In the 2015 election campaign, almost all newspapers were extremely pro-Conservative and rabidly anti-Labour. Bart Cammaerts writes that if almost all media are so enthusiastically choosing the same ideological side, this will inevitably have a profound impact on public opinion which is dangerous for democracy.
The day after the unexpected defeat of the Labour leader Neil Kinnock in the 1992 election, the Murdoch-owned tabloid The Sun’s infamous headline read: ‘It’s The Sun wot won it’. During the 1992 campaign it seemed as if the Tories would lose and Labour would win. It was a campaign during which Kinnock was attacked hard and hit below the belt repeatedly by the mainly right-wing media in the UK. Just as today, it turned out differently and John Major won a convincing majority; Kinnock left the political stage.
In the recent 2015 campaign, all the newspapers, bar the Guardian and the leftist tabloid Daily Mirror, were extremely pro-Tory and rabidly anti-Labour. This raises two important questions:
1. How come nearly every national newspaper in the UK supports one specific party in an election campaign?
2. Did this heavily skewed media support have an influence on the final outcome? Was it the media wot won it (again)?
Ownership by billionaires
The answer to the first question is relatively simple. Almost all the newspapers in the UK are the personal property of billionaires: the Australian media tycoon Rupert Murdoch owns The Sun and The Times, Viscount Rothermere the Daily Mail, the Barclay brothers The Daily Telegraph and the Russian oligarch Lebedev The Independent and The Evening Standard. Together, these men are worth a staggering £12 billion. Their interests are simply better served by a right-wing party, like the Conservatives, than by Labour, who during this campaign adopted a more pronounced leftwing position than during the Blair years. But there’s more to this than mere capitalist interests.
If we analyse the election manifestos of the Labour party and the Conservatives, it is striking that there is little mention of the media in the manifesto of the Conservatives, except a reduction of the funding for the BBC, something the rightwing media would applaud. Labour, on the other hand, clearly stated that they were going to do something about the lack of pluralism in the British media and that they wanted to promote ethical media. Labour was, in other words, planning to implement the recommendations of Lord Leveson. The British media owners considered these recommendations as something evil, as a blatant interference in their freedom of expression and have done everything possible to prevent their implementation. This is also one of the reasons for their very dirty media war against Labour and for their very personalized fight against ‘Red Ed’, which was waged even more fervently compared to the attacks against Kinnock in 1992.
Uncritical loudspeaker
The answer to the second question, i.e. has the media helped Cameron win an overall majority and if so to what extent?, is more complex. The large part of the British media, broadcasters included, have served as an uncritical loudspeaker for the Tory campaign. No effort whatsoever was made to maintain the illusion of impartiality and objectivity so often acclaimed by journalists. Without falling into a simplistic argument of a stimulus-response effects model, it is clear that the UK media did set a certain tone, they outlined the contours of public debate and they have had an influence on how and on what people think.
Moreover, most people inform themselves about politics through the media, especially during an election campaign. So, if almost all media are so enthusiastically choosing the same ideological side, this will inevitably have a profound impact on public opinion which is dangerous for democracy. I would even go as far as arguing that the British media has acted in a blatantly anti-democratic way during this election campaign.

*Extracted information*.
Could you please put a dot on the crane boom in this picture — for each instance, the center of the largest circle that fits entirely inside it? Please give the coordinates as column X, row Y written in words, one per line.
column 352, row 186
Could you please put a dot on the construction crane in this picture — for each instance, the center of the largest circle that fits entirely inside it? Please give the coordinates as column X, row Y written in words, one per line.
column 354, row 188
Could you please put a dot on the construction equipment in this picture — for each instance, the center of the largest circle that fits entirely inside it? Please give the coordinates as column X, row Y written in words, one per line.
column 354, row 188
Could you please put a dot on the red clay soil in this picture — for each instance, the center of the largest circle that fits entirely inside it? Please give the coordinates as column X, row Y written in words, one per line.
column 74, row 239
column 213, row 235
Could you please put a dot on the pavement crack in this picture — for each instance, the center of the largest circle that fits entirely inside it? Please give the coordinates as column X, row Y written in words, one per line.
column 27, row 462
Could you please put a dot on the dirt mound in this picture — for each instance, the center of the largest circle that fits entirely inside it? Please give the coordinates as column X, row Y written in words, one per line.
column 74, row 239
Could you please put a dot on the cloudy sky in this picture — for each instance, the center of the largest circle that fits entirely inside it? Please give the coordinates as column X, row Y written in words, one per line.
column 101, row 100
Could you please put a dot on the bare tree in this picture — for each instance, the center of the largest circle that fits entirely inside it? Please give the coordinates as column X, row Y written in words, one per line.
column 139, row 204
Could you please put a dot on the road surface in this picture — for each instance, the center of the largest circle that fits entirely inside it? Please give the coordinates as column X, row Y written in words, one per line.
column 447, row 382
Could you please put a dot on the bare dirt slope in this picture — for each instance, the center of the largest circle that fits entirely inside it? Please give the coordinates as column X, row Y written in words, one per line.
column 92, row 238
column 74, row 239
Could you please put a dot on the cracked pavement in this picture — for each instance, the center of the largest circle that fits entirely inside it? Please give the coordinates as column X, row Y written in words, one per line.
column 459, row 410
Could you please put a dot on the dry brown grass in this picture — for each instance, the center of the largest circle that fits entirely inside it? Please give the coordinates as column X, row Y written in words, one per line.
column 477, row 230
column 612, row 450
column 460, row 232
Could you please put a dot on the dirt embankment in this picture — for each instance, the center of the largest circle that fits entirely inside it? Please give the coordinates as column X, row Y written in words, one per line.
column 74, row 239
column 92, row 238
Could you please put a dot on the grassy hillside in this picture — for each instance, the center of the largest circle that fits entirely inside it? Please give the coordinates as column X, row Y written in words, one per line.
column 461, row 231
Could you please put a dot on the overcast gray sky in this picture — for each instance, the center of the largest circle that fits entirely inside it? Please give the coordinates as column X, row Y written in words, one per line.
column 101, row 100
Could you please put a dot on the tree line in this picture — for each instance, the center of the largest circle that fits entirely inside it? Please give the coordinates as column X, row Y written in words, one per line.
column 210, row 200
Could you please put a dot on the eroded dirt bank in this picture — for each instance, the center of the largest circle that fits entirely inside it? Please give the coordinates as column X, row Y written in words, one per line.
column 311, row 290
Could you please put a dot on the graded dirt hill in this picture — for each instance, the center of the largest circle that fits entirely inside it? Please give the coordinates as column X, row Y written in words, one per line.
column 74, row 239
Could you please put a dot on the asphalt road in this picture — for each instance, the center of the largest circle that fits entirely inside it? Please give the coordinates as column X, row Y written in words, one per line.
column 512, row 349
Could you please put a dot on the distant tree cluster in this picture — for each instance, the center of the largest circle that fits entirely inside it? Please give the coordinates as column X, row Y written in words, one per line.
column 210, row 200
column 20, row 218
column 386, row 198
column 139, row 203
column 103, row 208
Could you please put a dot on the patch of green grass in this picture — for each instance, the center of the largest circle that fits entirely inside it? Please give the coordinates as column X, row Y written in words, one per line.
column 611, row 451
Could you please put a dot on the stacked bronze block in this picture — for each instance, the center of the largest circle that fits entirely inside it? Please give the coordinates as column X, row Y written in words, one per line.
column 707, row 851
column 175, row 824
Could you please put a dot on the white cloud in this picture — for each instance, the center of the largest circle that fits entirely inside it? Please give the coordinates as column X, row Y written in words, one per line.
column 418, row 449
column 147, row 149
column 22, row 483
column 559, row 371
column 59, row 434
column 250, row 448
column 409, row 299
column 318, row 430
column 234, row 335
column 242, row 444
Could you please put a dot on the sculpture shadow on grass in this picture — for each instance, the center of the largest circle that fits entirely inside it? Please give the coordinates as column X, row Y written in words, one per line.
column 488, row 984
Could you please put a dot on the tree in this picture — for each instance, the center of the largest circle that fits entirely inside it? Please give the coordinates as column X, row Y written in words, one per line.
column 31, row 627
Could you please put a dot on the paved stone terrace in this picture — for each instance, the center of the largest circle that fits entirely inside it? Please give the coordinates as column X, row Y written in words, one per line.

*What you will do*.
(a) From the text about press coverage of UK elections, extract the passage starting at "The day after" and ending at "the political stage.".
(b) Decide whether each statement agrees with the text about press coverage of UK elections, answering yes or no and quoting the deciding words: (i) The Guardian was pro-Tory in the 2015 campaign. (ii) John Major won a convincing majority in 1992. (iii) The Conservative manifesto mentioned reducing BBC funding.
Rely only on the text about press coverage of UK elections, not on the lines.

*Completed exercise*.
(a)
The day after the unexpected defeat of the Labour leader Neil Kinnock in the 1992 election, the Murdoch-owned tabloid The Sun’s infamous headline read: ‘It’s The Sun wot won it’. During the 1992 campaign it seemed as if the Tories would lose and Labour would win. It was a campaign during which Kinnock was attacked hard and hit below the belt repeatedly by the mainly right-wing media in the UK. Just as today, it turned out differently and John Major won a convincing majority; Kinnock left the political stage.

(b)
(i) No: "all the newspapers, bar the Guardian and the leftist tabloid Daily Mirror, were extremely pro-Tory and rabidly anti-Labour."
(ii) Yes: "John Major won a convincing majority"
(iii) Yes: "except a reduction of the funding for the BBC"